The beginning of the conversion story for the Samaritan woman was that she was listened with much compassion and understanding and affirmation of her inner dignity.

I have counted a great blessing to my life when I am listened to and filled with hope when I wasn’t able to see a way forward.  The way forward was revealed through the listening heart of another.

May we know that the dialogue Jesus has with the Samaritan woman is the dialogue the Lord wishes to have with each one of us,  especially when we are feeling fragile or vulnerable.  This is the real message of the Gospel.

In the second stage, 
2    because she felt affirmed in her dialogue with Jesus, when she then was confronted by Jesus in saying that indeed the person you are living with is not your husband -- Indeed you have had five previous husbands – she did not become defensive as many times I have become defensive when confronted or criticized.  Why was she able to listen with openness to Jesus?  The answer is simple in some ways.  Jesus had first listened to her and affirmed her as a person of worth and dignity.  Even when confronted, she was confronted with great love in the heart of Jesus.

When we know that we are loved and affirmed, an inner lock is released within us and we are able to listen to critique that invites our growth.  Is it not true we can listen better to others when we know that we are understood and loved.   In the spiritual life, it is a conversion in our lives when we know how much we are loved and affirmed by Jesus.

§ **Available data**:
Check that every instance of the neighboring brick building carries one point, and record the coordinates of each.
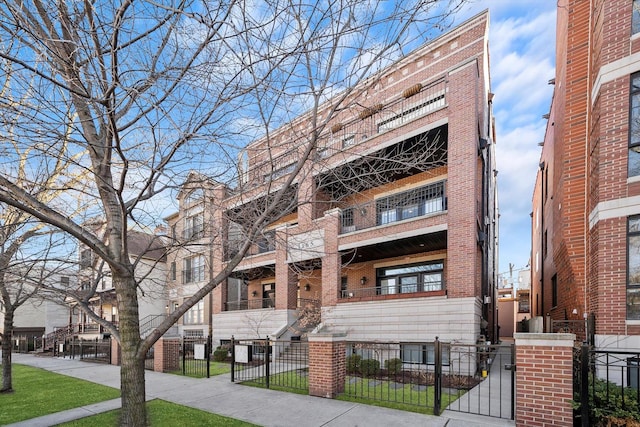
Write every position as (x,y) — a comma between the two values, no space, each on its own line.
(586,203)
(406,256)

§ **Tasks to carry out**:
[1] Say whether each statement agrees with the reflection on the Samaritan woman. Answer yes or no, and quote the words of the text that decide it.
(a) The Samaritan woman became defensive when Jesus confronted her.
(b) Jesus listened to the woman before he confronted her.
(c) Jesus told the woman she had had three previous husbands.
[2] According to the reflection on the Samaritan woman, what is released within us when we know that we are loved and affirmed?
[3] Reproduce everything in the reflection on the Samaritan woman from "When we know that we are loved" down to "affirmed by Jesus.".

§ **Solutions below**:
[1]
(a) No: "she did not become defensive"
(b) Yes: "Jesus had first listened to her and affirmed her as a person of worth and dignity."
(c) No: "Indeed you have had five previous husbands"

[2] An inner lock is released within us.

[3]
When we know that we are loved and affirmed, an inner lock is released within us and we are able to listen to critique that invites our growth.  Is it not true we can listen better to others when we know that we are understood and loved.   In the spiritual life, it is a conversion in our lives when we know how much we are loved and affirmed by Jesus.